**Selected passage**:

Basic Elements of a Communication System
The following are the basic requirements for working of a communication system.
1. A sender (source) which creates the message to be transmitted.
2. A medium that carries the message.
3. A receiver (sink) which receives the message.
Data Transmission Modes
There are three ways for transmitting data from one point to another
1. Simplex: In simplex mode the communication can take place in one direction. The receiver receives the signal from the transmitting device. In this mode the flow of information is Uni.-directional. Hence it is rarely used for data communication.
2. Half-duplex: In half-duplex mode the communication channel is used in both directions, but only in one direction at a time. Thus a half-duplex line can alternately send and receive data.
3. Full-duplex: In full duplex the communication channel is used in both directions at the same time. Use of full-duplex line improves the efficiency as the line turn-around time required in half-duplex arrangement is eliminated. Example of this mode of transmission is the telephone line.

**Problems to solve**:
**a.** Print the part of the communication systems text from "2. Half-duplex: In" up to and including "the telephone line.", word for word.
**b.** Proceed with the communication systems text, picking up right after its final sentence.

**Collected data entries**:
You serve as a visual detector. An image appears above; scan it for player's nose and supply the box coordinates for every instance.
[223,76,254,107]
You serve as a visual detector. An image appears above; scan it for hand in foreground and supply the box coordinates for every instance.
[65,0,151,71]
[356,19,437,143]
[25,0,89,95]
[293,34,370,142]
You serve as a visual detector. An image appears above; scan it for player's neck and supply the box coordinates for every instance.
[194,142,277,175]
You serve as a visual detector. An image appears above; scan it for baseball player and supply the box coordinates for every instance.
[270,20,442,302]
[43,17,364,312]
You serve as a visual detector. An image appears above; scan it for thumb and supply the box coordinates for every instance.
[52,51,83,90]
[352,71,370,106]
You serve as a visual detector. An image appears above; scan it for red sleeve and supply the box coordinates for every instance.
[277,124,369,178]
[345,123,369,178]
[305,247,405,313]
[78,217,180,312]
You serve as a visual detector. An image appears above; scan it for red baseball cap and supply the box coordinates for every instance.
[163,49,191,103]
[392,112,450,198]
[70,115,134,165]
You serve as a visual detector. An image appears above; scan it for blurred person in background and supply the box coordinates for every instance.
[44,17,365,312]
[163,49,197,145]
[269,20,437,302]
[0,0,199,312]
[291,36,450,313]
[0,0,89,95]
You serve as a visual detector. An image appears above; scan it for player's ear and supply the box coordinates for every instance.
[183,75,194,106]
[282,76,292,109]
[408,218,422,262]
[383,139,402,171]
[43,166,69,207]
==
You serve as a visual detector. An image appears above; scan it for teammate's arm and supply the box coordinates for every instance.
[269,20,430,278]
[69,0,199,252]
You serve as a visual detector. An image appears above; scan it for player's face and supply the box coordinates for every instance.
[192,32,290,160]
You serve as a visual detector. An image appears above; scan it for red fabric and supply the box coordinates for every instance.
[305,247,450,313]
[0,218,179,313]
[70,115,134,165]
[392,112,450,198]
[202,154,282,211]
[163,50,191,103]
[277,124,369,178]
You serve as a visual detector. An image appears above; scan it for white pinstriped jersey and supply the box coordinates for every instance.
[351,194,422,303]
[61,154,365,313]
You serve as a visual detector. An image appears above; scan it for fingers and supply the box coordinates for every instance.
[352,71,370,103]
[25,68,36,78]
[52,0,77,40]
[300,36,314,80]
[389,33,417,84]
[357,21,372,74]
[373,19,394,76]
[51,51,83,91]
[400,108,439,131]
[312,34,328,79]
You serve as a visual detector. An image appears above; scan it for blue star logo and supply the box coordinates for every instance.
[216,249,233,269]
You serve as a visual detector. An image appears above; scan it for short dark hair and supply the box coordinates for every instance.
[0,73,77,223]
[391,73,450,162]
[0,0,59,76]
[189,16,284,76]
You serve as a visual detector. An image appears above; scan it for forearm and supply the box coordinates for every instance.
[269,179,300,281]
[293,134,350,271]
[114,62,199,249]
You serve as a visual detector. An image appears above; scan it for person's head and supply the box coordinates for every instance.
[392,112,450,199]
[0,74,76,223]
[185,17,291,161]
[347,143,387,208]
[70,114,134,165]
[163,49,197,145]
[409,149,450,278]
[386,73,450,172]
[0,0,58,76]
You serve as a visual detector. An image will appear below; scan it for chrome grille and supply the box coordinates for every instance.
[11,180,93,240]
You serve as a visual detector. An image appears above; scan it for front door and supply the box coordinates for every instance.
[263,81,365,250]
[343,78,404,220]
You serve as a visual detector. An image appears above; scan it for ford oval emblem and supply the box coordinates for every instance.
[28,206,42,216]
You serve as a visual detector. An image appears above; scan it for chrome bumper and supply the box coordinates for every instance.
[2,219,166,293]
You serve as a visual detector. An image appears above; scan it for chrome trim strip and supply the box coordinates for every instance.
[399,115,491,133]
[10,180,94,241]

**Results of the exercise**:
**a.**
2. Half-duplex: In half-duplex mode the communication channel is used in both directions, but only in one direction at a time. Thus a half-duplex line can alternately send and receive data.
3. Full-duplex: In full duplex the communication channel is used in both directions at the same time. Use of full-duplex line improves the efficiency as the line turn-around time required in half-duplex arrangement is eliminated. Example of this mode of transmission is the telephone line.

**b.**
Computer Network
A computer network, often simply referred to as a network, is a collection of computers and devices connected by communications channels that facilitates communications among users and allows users to share resources with other users. Networks may be classified according to a wide variety of characteristics. This article provides a general overview of types and categories and also presents the basic components of a network.
Purpose of Computer Network
Computer networks can be used for several purposes:
- Facilitating communications- Using a network, people can communicate efficiently and easily via e-mail, instant messaging, chat rooms, telephone, video telephone calls, and video conferencing.
- Sharing hardware- In a networked environment, each computer on a network can access and use hardware on the network. Suppose several personal computers on a network each require the use of a laser printer. If the personal computers and a laser printer are connected to a network, each user can then access the laser printer on the network, as they need it.
- Sharing files, data, and information- In a network environment, any authorized user can access data and information stored on other computers on the network. The capability of providing access to data and information on shared storage devices is an important feature of many networks.
- Sharing software- Users connected to a network can access application programs on the network.
Computer Network Types
Computer Networks may be classified on the basis of geographical area in two broad categories.
1. Local Area Network (LAN)
2. Metropolitan Area Network (MAN)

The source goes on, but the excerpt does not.